Andrew Haldenby and Professor Nick Bosanquet are co-founders of Aiming for Health Success, a new health research body.
During the run-up to Christmas, some Conservatives began to ask why the NHS had not increased its capacity since the beginning of the pandemic. For example, Anne Marie Morris said, when lockdown regulations were debated in Parliament, that the “capacity issue … has hardly been addressed at all”.
NHS capacity is indeed a key factor, determining the ability to cope not only with Covid-19 but also with normal demand. But it is crucial, especially for Conservatives, to understand why capacity has not increased. It’s not the fault of unaccountable NHS leaders or the “Blob”. On this occasion, the Government has stuck for too long with obsolete policies. A renewed approach could improve the situation quickly, in two distinct ways.
The Party has a clear policy to increase capacity: to build or refurbish 40 acute hospitals. This was a key policy in the 2019 Manifesto and has been promoted by Ministers and the Prime Minister many times since then. The problem is that this method to raise capacity is by far the most expensive and time-consuming way to do it.
════
- [AIM OF THE TASK] Sum up the piece on NHS capacity in two sentences. The items that come after this text are separate material and have nothing to do with it.

- [Dataset items]
════
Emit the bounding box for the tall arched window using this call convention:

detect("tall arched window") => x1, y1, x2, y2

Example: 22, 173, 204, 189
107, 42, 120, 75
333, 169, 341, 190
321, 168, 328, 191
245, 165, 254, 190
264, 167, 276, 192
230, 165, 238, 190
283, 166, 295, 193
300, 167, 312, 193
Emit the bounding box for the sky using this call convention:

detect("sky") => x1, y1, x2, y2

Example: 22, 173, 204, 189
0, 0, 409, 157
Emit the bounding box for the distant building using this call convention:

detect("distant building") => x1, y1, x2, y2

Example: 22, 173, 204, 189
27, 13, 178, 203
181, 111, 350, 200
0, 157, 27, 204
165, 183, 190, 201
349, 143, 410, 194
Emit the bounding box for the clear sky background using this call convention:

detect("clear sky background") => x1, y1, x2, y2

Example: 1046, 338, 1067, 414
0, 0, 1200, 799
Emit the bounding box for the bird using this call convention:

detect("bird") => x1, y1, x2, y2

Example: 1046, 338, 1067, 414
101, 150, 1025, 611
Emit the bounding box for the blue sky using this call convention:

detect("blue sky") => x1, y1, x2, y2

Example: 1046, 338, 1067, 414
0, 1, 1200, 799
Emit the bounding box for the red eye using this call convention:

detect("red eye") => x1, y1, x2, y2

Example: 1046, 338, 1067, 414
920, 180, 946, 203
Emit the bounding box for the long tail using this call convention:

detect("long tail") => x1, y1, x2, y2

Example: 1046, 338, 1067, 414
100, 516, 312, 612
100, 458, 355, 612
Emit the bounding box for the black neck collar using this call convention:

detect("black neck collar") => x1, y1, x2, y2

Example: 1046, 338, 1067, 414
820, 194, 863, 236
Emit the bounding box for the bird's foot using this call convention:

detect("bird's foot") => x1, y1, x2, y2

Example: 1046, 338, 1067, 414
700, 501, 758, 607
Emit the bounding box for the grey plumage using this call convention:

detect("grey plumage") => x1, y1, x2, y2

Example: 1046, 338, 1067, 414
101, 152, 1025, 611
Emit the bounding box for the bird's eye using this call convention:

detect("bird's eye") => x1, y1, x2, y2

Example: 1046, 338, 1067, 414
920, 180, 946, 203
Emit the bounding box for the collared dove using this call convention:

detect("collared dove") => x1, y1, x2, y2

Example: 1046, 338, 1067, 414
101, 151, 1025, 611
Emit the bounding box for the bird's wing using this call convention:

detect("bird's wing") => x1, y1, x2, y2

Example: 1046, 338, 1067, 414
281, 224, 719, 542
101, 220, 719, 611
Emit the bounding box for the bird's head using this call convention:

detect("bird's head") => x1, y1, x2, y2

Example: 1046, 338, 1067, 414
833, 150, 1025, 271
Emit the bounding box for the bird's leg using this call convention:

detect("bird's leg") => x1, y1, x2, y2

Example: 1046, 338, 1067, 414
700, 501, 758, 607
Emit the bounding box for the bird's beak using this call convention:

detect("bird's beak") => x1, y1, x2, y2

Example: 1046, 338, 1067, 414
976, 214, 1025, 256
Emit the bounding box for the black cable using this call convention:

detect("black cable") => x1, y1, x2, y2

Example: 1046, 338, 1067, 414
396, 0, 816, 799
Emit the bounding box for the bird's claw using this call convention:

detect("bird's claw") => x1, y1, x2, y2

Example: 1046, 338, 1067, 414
════
- [ANSWER BOX] Some Conservatives have asked why the NHS has not increased its capacity since the pandemic began, and the piece says this is because the Government has stuck too long with obsolete policies, not because of NHS leaders or the "Blob." The Party's plan to build or refurbish 40 acute hospitals is by far the most expensive and time-consuming way to raise capacity.